ECLI:NL:GHSGR:2010:BP5574
Gerechtshof 's-Gravenhage
- Hoger beroep
- M. Kamminga
- A. Mos-Verstraten
- J. Stollenwerck
- Rechtspraak.nl
Beoordeling van het recht op omgang tussen biologische vader en minderjarige
In deze zaak heeft het Gerechtshof 's-Gravenhage op 22 december 2010 uitspraak gedaan in hoger beroep over de omgangsregeling tussen de biologische vader en zijn minderjarige kind. De biologische vader had in hoger beroep beroep aangetekend tegen een beschikking van de rechtbank Rotterdam, waarin hij niet-ontvankelijk was verklaard in zijn verzoek tot vaststelling van een omgangsregeling. De biologische vader verzocht het hof om de bestreden beschikking te vernietigen en een omgangsregeling vast te stellen, waarbij hij de minderjarige om de veertien dagen een weekend en de helft van de vakanties en feestdagen bij hem zou laten verblijven. De moeder, die de verweerster was in deze procedure, voerde aan dat er geen nauwe persoonlijke betrekking was tussen de biologische vader en de minderjarige, en dat omgang schadelijk zou zijn voor de ontwikkeling van het kind.

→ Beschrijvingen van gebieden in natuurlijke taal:

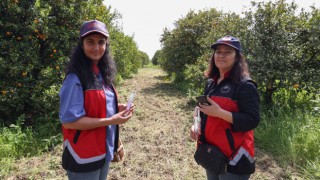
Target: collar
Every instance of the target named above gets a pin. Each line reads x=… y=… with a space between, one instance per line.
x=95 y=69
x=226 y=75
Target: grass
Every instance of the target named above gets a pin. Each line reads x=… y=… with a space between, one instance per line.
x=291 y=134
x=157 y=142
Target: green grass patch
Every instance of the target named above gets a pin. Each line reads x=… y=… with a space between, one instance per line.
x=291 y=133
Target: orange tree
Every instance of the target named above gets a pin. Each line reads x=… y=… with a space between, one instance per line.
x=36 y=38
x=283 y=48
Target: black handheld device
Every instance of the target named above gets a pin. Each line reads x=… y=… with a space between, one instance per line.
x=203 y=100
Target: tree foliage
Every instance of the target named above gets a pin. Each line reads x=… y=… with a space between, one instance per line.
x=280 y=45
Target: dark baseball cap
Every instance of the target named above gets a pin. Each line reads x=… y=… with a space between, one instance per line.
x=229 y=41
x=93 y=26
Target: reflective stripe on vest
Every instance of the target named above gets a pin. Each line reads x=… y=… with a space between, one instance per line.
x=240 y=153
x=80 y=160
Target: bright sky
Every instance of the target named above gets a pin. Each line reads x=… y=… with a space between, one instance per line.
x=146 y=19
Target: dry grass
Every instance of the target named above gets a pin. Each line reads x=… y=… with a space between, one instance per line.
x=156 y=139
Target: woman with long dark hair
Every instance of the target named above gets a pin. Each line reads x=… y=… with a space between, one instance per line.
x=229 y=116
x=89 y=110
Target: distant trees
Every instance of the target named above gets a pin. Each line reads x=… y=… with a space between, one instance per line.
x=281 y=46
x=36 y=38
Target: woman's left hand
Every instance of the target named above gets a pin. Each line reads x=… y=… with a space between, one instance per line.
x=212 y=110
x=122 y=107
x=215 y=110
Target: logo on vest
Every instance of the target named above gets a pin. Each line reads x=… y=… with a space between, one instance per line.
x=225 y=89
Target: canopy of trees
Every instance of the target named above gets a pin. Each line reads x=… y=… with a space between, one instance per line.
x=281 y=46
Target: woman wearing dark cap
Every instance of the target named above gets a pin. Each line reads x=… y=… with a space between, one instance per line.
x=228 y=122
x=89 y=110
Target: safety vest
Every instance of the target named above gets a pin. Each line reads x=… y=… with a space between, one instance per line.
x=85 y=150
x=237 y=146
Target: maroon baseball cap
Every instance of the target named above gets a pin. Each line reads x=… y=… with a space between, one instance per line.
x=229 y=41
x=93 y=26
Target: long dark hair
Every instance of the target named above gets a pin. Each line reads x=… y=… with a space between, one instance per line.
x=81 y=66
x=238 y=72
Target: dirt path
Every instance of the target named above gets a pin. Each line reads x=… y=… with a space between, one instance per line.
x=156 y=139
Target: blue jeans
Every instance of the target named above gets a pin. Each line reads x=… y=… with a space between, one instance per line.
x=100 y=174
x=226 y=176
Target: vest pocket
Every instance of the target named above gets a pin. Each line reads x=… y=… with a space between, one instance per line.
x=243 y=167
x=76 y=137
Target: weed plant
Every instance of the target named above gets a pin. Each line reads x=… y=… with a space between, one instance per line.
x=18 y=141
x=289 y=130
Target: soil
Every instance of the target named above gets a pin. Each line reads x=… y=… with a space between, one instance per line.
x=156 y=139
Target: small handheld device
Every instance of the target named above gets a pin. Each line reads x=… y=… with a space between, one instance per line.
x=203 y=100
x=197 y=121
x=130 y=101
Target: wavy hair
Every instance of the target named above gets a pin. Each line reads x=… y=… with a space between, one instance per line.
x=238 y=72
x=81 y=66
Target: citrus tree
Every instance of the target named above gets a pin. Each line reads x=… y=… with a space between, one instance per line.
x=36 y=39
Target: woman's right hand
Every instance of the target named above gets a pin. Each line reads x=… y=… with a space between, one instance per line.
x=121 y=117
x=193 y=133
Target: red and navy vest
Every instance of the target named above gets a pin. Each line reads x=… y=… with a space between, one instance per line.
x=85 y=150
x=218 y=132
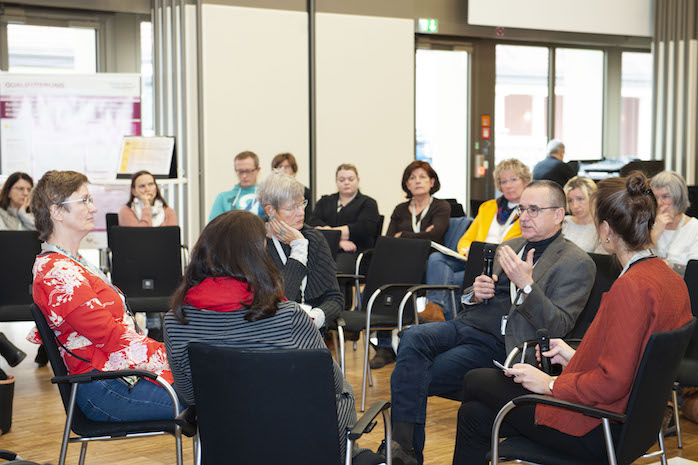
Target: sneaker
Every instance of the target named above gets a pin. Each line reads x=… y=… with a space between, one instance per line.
...
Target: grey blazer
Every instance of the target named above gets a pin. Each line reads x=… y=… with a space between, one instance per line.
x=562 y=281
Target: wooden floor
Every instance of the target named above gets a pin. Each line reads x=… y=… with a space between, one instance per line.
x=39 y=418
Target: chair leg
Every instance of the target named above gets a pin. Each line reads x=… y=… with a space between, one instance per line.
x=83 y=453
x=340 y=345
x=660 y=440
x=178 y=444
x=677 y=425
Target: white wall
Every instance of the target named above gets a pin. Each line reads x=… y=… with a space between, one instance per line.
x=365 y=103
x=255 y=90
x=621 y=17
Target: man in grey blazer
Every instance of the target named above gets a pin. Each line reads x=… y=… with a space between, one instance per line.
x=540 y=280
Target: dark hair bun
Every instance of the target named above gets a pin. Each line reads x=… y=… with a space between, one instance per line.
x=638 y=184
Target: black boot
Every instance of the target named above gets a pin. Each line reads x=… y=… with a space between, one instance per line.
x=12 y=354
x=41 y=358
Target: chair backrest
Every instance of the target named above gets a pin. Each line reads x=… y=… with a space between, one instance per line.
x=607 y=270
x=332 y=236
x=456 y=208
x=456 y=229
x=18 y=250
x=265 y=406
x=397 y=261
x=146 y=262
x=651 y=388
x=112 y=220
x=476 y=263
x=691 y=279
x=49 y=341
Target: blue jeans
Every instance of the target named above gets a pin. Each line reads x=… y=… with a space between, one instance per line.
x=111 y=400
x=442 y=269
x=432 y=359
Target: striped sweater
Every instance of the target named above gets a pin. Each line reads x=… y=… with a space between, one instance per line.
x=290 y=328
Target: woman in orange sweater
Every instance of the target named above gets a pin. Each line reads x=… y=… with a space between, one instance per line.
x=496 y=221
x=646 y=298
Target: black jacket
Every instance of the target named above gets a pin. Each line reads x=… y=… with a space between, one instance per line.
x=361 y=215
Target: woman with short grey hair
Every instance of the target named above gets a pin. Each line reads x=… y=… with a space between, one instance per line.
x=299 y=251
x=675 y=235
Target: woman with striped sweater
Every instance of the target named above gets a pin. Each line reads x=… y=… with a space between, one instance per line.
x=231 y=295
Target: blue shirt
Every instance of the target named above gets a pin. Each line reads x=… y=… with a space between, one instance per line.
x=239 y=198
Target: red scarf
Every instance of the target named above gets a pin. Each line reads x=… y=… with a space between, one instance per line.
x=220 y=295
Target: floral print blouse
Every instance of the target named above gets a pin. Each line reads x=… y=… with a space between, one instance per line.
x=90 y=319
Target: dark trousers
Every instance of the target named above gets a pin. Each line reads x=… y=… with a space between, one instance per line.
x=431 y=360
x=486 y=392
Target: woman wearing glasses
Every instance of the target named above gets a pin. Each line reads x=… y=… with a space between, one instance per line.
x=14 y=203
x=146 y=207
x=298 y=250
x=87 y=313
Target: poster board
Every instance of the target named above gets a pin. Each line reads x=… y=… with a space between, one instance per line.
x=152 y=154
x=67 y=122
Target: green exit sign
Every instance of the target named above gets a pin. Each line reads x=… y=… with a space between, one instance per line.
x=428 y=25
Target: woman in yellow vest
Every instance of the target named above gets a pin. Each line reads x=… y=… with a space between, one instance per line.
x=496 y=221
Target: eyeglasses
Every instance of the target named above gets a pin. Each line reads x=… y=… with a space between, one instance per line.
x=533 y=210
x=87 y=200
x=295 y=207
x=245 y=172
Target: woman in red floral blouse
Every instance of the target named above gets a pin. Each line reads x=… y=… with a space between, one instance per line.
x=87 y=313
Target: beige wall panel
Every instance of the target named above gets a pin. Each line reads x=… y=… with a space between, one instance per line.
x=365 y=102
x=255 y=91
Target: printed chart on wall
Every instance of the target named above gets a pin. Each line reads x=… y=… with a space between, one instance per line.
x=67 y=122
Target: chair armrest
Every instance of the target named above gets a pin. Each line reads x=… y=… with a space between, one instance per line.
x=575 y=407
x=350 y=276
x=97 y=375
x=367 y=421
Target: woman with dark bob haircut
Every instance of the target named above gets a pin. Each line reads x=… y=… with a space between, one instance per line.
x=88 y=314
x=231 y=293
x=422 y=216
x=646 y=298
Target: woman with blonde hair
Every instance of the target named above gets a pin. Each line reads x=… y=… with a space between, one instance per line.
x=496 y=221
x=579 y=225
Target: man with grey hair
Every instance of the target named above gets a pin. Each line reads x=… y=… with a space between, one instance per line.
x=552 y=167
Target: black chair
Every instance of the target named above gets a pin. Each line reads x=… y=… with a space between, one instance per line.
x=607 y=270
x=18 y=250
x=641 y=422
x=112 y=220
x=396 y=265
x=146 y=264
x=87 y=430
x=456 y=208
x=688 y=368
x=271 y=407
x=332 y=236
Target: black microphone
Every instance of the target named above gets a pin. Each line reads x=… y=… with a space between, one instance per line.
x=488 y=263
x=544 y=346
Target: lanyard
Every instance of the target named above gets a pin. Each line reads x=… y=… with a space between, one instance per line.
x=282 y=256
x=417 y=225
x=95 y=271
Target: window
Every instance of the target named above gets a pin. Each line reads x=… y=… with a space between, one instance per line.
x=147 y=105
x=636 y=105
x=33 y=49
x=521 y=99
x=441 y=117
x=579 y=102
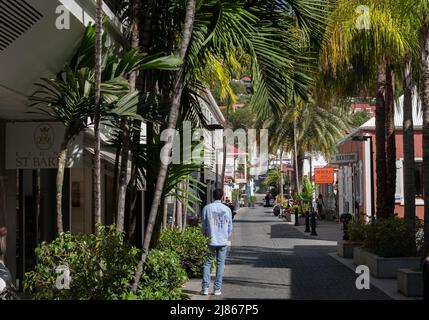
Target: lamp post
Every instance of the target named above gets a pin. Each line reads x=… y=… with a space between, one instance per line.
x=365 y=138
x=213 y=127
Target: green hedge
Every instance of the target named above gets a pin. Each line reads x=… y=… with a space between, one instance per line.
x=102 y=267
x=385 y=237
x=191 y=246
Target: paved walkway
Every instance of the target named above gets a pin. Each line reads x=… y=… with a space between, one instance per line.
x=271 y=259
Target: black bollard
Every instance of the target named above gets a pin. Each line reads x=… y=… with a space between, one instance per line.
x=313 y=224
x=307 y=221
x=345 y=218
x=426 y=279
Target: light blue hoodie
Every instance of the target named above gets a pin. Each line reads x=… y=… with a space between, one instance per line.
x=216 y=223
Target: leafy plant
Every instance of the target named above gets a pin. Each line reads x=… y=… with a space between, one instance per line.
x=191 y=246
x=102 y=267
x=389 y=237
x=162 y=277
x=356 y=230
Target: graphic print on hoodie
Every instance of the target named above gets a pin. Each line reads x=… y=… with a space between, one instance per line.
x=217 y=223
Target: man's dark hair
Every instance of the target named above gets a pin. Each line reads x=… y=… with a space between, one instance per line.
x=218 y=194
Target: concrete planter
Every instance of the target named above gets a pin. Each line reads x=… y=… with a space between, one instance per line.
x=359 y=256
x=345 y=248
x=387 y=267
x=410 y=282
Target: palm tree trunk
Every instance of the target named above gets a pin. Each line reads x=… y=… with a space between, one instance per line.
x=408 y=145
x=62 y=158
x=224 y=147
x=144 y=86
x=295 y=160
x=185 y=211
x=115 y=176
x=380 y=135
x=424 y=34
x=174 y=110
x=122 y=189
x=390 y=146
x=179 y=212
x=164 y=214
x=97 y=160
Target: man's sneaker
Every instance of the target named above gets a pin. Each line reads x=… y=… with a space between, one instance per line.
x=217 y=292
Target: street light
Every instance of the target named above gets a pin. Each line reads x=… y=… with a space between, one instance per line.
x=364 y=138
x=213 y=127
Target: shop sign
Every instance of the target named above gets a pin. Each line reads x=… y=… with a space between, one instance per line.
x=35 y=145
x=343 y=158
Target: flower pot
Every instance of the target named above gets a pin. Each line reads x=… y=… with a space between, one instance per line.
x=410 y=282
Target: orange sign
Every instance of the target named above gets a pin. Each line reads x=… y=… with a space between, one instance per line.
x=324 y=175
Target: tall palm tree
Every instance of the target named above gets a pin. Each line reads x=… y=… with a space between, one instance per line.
---
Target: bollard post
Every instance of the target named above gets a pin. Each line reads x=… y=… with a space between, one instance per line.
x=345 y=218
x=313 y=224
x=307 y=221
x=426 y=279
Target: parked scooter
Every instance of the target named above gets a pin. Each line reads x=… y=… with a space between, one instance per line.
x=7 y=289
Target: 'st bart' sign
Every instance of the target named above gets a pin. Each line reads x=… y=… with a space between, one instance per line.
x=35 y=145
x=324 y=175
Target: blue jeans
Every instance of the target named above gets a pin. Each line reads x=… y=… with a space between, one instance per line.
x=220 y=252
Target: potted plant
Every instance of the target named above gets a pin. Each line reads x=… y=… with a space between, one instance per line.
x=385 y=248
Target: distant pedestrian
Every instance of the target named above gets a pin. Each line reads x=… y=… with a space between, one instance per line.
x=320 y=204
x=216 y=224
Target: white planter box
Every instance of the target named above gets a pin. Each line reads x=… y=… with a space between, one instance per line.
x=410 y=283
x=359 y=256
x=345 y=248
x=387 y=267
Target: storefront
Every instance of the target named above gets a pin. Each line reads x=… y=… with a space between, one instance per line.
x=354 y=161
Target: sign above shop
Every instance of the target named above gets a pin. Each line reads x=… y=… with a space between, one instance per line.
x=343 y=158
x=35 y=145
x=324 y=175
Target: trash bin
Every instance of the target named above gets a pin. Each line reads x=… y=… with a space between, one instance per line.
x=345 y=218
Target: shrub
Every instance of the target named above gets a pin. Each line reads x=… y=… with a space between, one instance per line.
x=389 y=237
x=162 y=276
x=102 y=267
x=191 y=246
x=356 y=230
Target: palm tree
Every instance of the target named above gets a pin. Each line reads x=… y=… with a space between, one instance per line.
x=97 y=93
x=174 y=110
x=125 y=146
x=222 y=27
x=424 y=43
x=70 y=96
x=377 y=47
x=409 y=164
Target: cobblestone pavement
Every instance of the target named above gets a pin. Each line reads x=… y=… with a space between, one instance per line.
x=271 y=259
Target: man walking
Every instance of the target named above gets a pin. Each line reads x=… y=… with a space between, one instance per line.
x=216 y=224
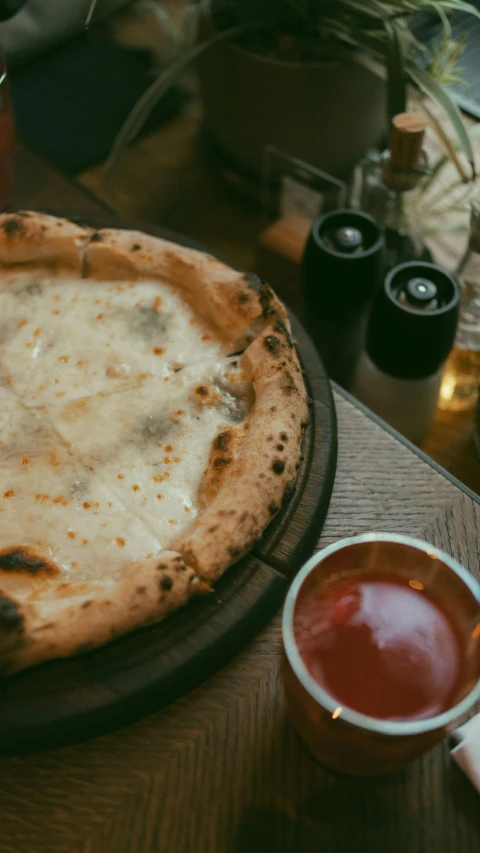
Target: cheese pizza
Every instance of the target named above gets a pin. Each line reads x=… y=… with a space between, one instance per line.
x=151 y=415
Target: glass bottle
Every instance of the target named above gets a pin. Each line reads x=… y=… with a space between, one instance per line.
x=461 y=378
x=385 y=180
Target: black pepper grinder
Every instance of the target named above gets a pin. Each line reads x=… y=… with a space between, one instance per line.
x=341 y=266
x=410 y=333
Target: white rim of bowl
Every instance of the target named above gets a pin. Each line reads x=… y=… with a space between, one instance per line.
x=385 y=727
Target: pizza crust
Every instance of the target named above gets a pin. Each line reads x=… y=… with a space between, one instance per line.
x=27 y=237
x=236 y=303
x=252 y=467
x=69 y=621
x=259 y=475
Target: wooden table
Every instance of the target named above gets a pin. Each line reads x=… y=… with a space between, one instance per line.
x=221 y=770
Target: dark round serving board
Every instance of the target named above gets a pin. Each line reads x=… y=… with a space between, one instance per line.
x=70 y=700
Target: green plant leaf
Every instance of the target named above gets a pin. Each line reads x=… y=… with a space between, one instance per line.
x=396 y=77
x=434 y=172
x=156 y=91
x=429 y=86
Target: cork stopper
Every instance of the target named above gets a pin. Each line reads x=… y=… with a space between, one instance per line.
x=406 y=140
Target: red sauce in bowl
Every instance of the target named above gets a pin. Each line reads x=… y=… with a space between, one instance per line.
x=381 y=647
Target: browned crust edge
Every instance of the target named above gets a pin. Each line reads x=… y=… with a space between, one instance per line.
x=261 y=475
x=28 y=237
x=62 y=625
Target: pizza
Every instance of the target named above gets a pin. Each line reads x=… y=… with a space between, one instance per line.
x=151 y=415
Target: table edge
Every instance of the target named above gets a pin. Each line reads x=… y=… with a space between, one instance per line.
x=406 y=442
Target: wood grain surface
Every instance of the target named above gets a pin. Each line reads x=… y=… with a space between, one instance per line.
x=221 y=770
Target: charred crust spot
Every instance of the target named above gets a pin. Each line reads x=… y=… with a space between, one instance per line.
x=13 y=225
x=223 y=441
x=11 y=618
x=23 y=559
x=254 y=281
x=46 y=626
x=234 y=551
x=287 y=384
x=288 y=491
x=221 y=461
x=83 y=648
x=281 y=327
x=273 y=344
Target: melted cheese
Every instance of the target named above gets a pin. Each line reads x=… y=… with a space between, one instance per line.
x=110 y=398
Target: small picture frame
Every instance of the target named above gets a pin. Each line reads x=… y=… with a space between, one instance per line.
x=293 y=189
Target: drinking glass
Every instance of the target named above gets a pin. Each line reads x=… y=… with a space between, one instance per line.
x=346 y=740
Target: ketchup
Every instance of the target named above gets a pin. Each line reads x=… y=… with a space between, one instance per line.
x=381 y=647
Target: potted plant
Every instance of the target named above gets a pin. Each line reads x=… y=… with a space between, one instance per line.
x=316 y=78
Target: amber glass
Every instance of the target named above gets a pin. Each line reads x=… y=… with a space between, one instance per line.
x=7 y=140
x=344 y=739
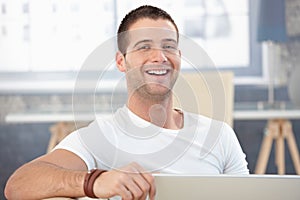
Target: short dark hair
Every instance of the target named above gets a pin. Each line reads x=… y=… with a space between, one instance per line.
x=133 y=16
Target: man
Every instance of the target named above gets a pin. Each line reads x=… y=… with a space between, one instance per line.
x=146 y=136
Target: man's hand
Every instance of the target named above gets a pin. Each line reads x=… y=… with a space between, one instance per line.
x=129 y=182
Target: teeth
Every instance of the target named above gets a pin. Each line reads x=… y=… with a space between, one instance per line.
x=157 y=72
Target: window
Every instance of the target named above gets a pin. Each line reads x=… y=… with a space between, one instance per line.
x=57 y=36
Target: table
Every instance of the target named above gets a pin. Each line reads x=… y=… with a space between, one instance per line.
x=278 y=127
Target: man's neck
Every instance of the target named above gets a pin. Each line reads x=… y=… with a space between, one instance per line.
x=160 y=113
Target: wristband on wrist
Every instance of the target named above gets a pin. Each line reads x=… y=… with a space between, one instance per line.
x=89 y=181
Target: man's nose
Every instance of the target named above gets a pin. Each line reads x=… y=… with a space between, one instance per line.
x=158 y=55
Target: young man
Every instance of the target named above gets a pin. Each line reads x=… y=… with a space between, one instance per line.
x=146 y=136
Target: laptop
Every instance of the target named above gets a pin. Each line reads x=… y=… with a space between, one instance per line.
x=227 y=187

→ Gebruik de informatie:
1. Tegen de beschikking van welke rechtbank ging de biologische vader in hoger beroep, volgens de uitspraak over de omgangsregeling?
2. Schrijf verder aan de uitspraak over de omgangsregeling, te beginnen na de laatste zin.

→ Geschreven antwoorden:
1. De rechtbank Rotterdam.

2.
Het hof heeft de argumenten van beide partijen zorgvuldig gewogen. Het hof concludeerde dat er wel degelijk sprake was van een nauwe persoonlijke betrekking tussen de biologische vader en de minderjarige, maar dat de omstandigheden zodanig waren dat omgang niet in het belang van de minderjarige zou zijn. De moeder had ernstige angsten voor de biologische vader, en het hof oordeelde dat deze angsten niet onderkend werden door de biologische vader. Het hof oordeelde dat de moeder niet in staat was om de minderjarige te begeleiden in een omgangsregeling, wat zou kunnen leiden tot ernstige nadelen voor de ontwikkeling van het kind.
Uiteindelijk heeft het hof de bestreden beschikking vernietigd, maar het recht op omgang van de biologische vader met de minderjarige ontzegd. Het hof heeft ook het verzoek van de biologische vader om een nieuw onderzoek door de raad voor de kinderbescherming afgewezen, omdat het hof geen aanleiding zag om aan te nemen dat een nieuw onderzoek tot andere conclusies zou leiden. De beslissing van het hof is genomen in het belang van de minderjarige, waarbij de veiligheid en het welzijn van het kind voorop stonden.